** TO DO **
Across the material below, how many lines hold the word "fuselage"? Only the number should be given.

** EXCERPTED RECORDS **
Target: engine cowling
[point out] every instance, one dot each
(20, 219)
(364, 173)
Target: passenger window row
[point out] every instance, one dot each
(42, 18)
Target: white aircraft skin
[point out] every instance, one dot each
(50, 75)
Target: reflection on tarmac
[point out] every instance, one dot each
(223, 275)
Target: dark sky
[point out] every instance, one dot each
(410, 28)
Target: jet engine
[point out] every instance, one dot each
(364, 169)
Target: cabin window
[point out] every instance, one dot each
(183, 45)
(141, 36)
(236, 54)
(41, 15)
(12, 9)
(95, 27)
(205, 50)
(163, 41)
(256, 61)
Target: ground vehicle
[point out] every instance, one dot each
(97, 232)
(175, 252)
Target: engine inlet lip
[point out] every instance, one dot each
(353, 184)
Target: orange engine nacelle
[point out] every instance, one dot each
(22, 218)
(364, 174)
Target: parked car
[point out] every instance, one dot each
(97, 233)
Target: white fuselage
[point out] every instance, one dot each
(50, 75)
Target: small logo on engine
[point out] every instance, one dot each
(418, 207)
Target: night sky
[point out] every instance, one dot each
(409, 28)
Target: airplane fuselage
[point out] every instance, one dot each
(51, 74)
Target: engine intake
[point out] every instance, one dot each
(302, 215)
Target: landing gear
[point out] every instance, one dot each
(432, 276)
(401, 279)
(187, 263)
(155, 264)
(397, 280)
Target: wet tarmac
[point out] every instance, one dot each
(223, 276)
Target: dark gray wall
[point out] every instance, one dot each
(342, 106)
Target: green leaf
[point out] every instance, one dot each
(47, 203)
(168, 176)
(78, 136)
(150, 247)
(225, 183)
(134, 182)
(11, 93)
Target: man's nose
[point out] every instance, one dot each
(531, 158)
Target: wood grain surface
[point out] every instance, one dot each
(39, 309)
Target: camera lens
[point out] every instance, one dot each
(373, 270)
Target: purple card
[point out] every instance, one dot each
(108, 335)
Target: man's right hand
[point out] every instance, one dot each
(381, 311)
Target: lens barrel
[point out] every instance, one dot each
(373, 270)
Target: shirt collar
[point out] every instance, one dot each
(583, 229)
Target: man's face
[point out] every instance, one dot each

** OUTPUT OF THE TASK **
2